## Excerpt to read

⟨

I learned how crushing this lesson could be when my beloved daughter Naomi became ill with cancer and two years later died. The anniversary of her death is tomorrow, July 5. She died in 1999 at the age of nineteen. How could I be detached from her? If I were a saint maybe I could stand back and say calmly, the Hand of God is at work and she is being transformed and taken by Him to a better place. The fact is, my heart was broken a thousand times by the demolition of her body which she loved so much and tried desperately to save, and after we buried her I cried every day for six years. Granted, I know she became a radiant light during her calamity and is now among the chosen in paradise, yet I will never “get over” the loss of her here, in this physical world. Is it because I am not detached?

In the Baha’i historical record is a transcendent figure named Nabil. He was the close, devoted follower of the prophet Baha’u’llah and wrote the definitive history of the Baha’i revelation, called The Dawn-Breakers. At the time of Baha’u’llah’s death, Nabil became so distraught that he walked into the ocean and drowned himself. He could not be detached from his beloved or live in this world without Him. The pain was unbearable. I understand, although I also know this life is but the time of a blink of an eye in eternity and soon enough this dream will vanish and everlasting union will prevail.

From the other side, I often hear Naomi’s voice telling me to live life fully and appreciate its great beauty.  Soon enough it will be over, but now, love life and be glad for it.

To learn more about Naomi Boone and her life go to the website: A Heart Traced In Sand, Reflections On A Daughter's Struggle For Life

Sunday, May 24, 2009

A Dazzling Celebration

Lately, when I wake in the morning, often I feel like I need help facing the day, so I say a prayer for assistance. Then, more often than not, little struggles ensue throughout the sunlight hours. It is not physical, since I almost never fall sick and I am in good health. But emotionally, when I face tasks, I am soon encumbered by disinterest. I wonder if I have been spoiled by my year of living dangerously, trekking with abandon across the globe on adventure after adventure. Also, the USA is not the same as when I left, and I feel life is collapsed inward. The economy is in shambles . . . and I have no income, so to speak. I am considering selling my possessions again, and moving to Asia, where I have friends and I can live for a fraction of the cost I am faced with now.

⟩

## Provided material
⟨

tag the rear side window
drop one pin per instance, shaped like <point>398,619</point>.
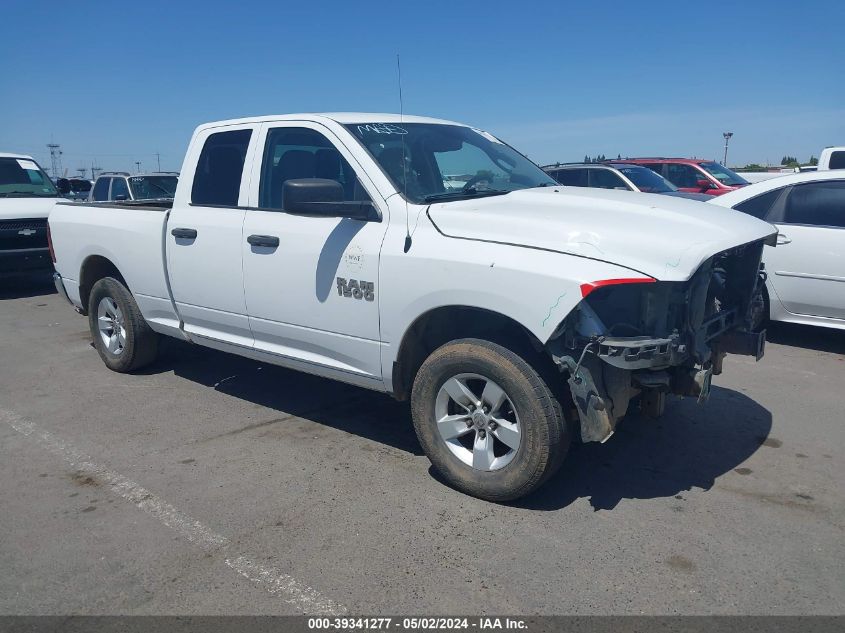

⟩

## Study questions
• A. In the excerpt on loss and detachment, how old was Naomi when she died?
• B. Reproduce the part of the excerpt on loss and detachment that opens with the words containing "A Dazzling Celebration" and closes with "faced with now.".
• C. Carry the excerpt on loss and detachment further, picking up right after its last sentence.
The listing has nothing to do with the excerpt on loss and detachment.

## Answers to this exercise
• A. She was nineteen.

• B.
A Dazzling Celebration

Lately, when I wake in the morning, often I feel like I need help facing the day, so I say a prayer for assistance. Then, more often than not, little struggles ensue throughout the sunlight hours. It is not physical, since I almost never fall sick and I am in good health. But emotionally, when I face tasks, I am soon encumbered by disinterest. I wonder if I have been spoiled by my year of living dangerously, trekking with abandon across the globe on adventure after adventure. Also, the USA is not the same as when I left, and I feel life is collapsed inward. The economy is in shambles . . . and I have no income, so to speak. I am considering selling my possessions again, and moving to Asia, where I have friends and I can live for a fraction of the cost I am faced with now.

• C.
This morning I took a walk and flowers are in bloom everywhere. Flowers struggle too! First they must emerge from their dark, hard surroundings underground in their shell. Then they need sunlight, water and nutrients to feed their roots. They must not be stepped on or crushed. They are on a mission to grow to their full potential and create the flowers that make seeds that insure the survival of the species. They struggle against elemental opposition and when they succeed and bloom, a dazzling celebration ensues.
So too, must we as human beings, struggle against everything that would keep us from blooming, so that we may reach our potential and display to the world our own accomplishment of intelligence, talent, and virtue. The difference for us is that we can have a long life of blooming, and human blooming can occur under almost any circumstance. Sometimes, nobility is most pronounced under cruel circumstances. I think of my precious Naomi, when she was in pain and slowly dying. It drove me crazy with distress too watch, and although it was not my custom, sometimes I would leave her for a few moments and smoke a cigarette to relax and distract myself. I prayed all the time for her healing, but conditions worsened. Anyway, once, when I returned to Naomi’s side, she knew I had gone out to smoke, and she gently chided me, saying, “Dad, if you are anxious, just pray. We are stronger when we are happy.” In moments like those, I knew Naomi was so much more than her withering body . . . she was blooming like the fairest rose and nothing would fade its magnificent splendor.